Text shown:
Start

What a summer it has been for women’s sports.
Summers often can be a wasteland for me, sports-wise. Most of my favorite men’s teams play in the fall and winter, with the start of those seasons marking the beginning of fall for me.
As bad as the Chicago Bears are from year to year, the start of the NFL season still gets me excited. Then when the Chicago Blackhawks and the Chicago Bulls start rolling, I know that I’m going to be OK until the spring.
During the summer, as much as I try to be a baseball fan, I just find it hard to commit that much time and energy. I’ll check in from time to time on the Cubs and White Sox. I grew up in a house that rooted for both teams. If I must choose one, it would be the Cubs. That significantly predates their winning of the World Series, which I have to say I never thought I’d see in my lifetime.
Then again, baseball didn’t really matter all that much this summer with so many women’s sports to watch.
As I write this, I’m still stinging from the Chicago Sky’s loss to the Las Vegas Aces in the WNBA playoffs. As the No. 8 seed going into the playoffs, the Sky had to play the top-seeded Aces. That they lost in the best-of-three series wasn’t all that surprising.

End

Provided information:
Start

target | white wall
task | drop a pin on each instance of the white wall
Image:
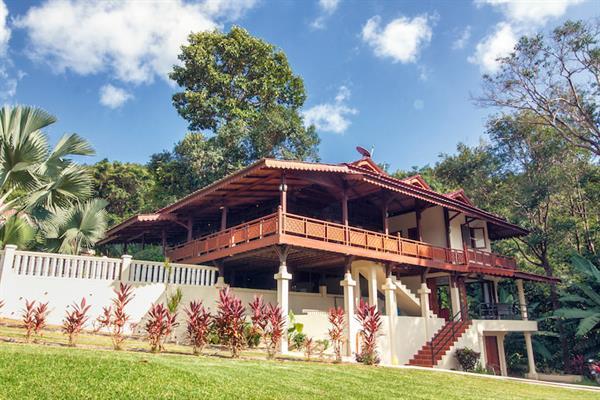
(473, 338)
(410, 336)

End

Direction 1:
In the column about the summer of women's sports, which team knocked the Chicago Sky out of the WNBA playoffs?
Direction 2:
Name every team in the column about women's sports whose name there begins with the word "Chicago."
Direction 3:
From the column about women's sports, copy word for word the passage starting at "As bad as the" and ending at "sports to watch.".
The records have nothing to do with the text.

Worked solution 1:
The Las Vegas Aces.

Worked solution 2:
Chicago Bears, Chicago Blackhawks, Chicago Bulls, Chicago Sky

Worked solution 3:
As bad as the Chicago Bears are from year to year, the start of the NFL season still gets me excited. Then when the Chicago Blackhawks and the Chicago Bulls start rolling, I know that I’m going to be OK until the spring.
During the summer, as much as I try to be a baseball fan, I just find it hard to commit that much time and energy. I’ll check in from time to time on the Cubs and White Sox. I grew up in a house that rooted for both teams. If I must choose one, it would be the Cubs. That significantly predates their winning of the World Series, which I have to say I never thought I’d see in my lifetime.
Then again, baseball didn’t really matter all that much this summer with so many women’s sports to watch.